**GOAL**
Reproduce all of the rows below, changing "drop a dot" to "place a point" wherever it occurs and leaving every other word as it is.

**MATERIAL FOR THIS EXERCISE**
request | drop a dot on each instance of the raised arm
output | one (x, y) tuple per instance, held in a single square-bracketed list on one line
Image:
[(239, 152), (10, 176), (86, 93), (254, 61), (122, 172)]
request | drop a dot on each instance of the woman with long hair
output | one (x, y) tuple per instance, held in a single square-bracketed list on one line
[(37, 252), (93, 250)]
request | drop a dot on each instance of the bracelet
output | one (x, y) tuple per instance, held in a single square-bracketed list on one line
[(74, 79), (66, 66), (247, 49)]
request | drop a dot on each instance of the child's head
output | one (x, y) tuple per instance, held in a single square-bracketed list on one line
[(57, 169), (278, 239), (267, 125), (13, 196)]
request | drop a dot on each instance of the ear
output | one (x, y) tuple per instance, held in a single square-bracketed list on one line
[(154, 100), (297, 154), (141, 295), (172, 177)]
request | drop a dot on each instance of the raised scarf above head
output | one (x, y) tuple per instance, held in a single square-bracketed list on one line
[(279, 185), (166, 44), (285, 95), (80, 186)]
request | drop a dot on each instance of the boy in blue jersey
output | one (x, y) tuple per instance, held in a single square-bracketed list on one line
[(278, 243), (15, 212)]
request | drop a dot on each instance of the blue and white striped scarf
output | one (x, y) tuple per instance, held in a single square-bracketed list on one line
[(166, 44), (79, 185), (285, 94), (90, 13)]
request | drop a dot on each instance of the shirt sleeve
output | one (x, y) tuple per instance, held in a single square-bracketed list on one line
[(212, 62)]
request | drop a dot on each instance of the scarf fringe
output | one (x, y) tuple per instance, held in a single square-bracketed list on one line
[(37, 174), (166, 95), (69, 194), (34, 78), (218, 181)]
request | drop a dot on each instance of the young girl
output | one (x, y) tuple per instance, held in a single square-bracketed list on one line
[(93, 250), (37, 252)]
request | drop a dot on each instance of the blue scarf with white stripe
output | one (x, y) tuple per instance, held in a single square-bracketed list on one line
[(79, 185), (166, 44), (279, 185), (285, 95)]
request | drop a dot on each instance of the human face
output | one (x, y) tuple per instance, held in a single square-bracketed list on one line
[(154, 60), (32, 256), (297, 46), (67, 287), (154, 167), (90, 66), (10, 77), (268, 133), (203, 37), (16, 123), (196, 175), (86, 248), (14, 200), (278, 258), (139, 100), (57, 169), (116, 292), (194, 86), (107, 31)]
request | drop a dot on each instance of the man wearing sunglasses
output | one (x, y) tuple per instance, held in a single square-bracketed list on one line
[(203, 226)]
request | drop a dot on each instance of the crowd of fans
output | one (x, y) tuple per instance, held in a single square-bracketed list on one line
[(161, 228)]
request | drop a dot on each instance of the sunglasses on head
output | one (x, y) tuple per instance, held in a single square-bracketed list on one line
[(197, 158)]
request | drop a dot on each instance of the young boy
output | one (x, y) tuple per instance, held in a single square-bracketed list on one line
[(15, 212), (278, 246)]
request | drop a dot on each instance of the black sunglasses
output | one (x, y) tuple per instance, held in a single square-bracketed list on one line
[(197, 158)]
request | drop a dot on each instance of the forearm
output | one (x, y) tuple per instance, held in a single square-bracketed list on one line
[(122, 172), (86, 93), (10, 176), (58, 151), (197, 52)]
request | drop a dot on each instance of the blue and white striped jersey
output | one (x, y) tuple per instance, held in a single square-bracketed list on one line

**CORRECT OUTPUT**
request | place a point on each instance of the raised arm
output | one (x, y) tuple per instance, held in a single square-bracketed list on one line
Image:
[(239, 152), (10, 176), (86, 93), (254, 61), (122, 172)]
request | place a point on each instance of the woman with long hair
output | one (x, y) tuple per instance, held in a single square-bracketed list on one line
[(37, 252), (93, 250)]
request | place a point on each instance of the bracelet
output | one (x, y) tuple per instance, held in a single square-bracketed list on one line
[(74, 79), (66, 66), (247, 49)]
request | place a point on each instance of the child's head
output | one (x, y) tuple per instance, held in a single square-bracketed list on one line
[(57, 169), (278, 239), (267, 125), (13, 196)]
request | place a point on each instance of the ear
output | one (x, y) tuple per instance, held in a single square-bracketed list on one line
[(154, 100), (297, 154), (141, 295), (172, 177)]
request | place a point on each instance of the raised scarf above head
output | one (x, y) tuple per instance, held in a single square-bracketed list on one line
[(279, 185), (166, 44), (285, 95), (80, 186)]
request | place a point on each instance of the boy in blue jersey
output | one (x, y) tuple per instance, held in a single square-bracketed list on one line
[(278, 243), (15, 212)]
request | place a point on each instance of the blue and white striped scarf
output | one (x, y) tuple per instance, held in a single square-bracketed list on one line
[(166, 44), (79, 185), (285, 94), (90, 13)]
request | place a point on each instance of the shirt sleeve
output | one (x, y) tuple per instance, held in a single square-bracketed list on one line
[(212, 62)]
request | place a point on each instance of the scarf fringe
output | one (x, y) tuple per instance, held in a single square-bracketed list on one line
[(37, 174), (166, 95), (69, 194), (34, 78), (218, 181)]
request | place a point on each instance of the young girl
output | one (x, y) tuple per instance, held in a single square-bracketed list on one line
[(93, 250), (37, 252)]
request | place a point on each instance of the blue scarf with white stripe
output | one (x, y) tuple per instance, held in a single square-bracketed list on one line
[(79, 185), (166, 44), (279, 185), (285, 95)]
request | place a point on each instance of the human face
output | one (x, y) tuple per instance, held in a single square-bracketed list on one line
[(154, 60), (32, 256), (297, 46), (67, 287), (154, 167), (90, 66), (10, 77), (268, 133), (203, 37), (16, 123), (196, 175), (86, 248), (14, 200), (278, 258), (139, 100), (57, 169), (116, 292), (194, 86), (107, 31)]
request | place a point on each instance of the man wearing sunglasses
output | one (x, y) tuple per instance, held in a single square-bracketed list on one line
[(203, 226)]
request | place a point on each instance of the crowd of fans
output | one (x, y) tuple per instance, held in a single square-bracketed list on one line
[(161, 228)]
request | place a point on each instance of the sunglasses on head
output | one (x, y) tuple per instance, held in a single square-bracketed list on one line
[(197, 158)]
request | place a point on each instance of the young boy
output | one (x, y) tuple per instance, held in a single square-bracketed list on one line
[(15, 212), (278, 246)]
request | place a point on each instance of the black sunglasses
output | one (x, y) tuple per instance, held in a single square-bracketed list on one line
[(197, 158)]
request | place a point on each instance of the forearm
output | one (x, y) tuple per instance, held in a single square-bracketed list on one line
[(122, 172), (86, 93), (10, 176), (58, 151), (197, 52)]
request | place a point on each instance of the blue and white striped jersey
output | one (x, y) tuple per instance, held in a single square-bracketed list on one line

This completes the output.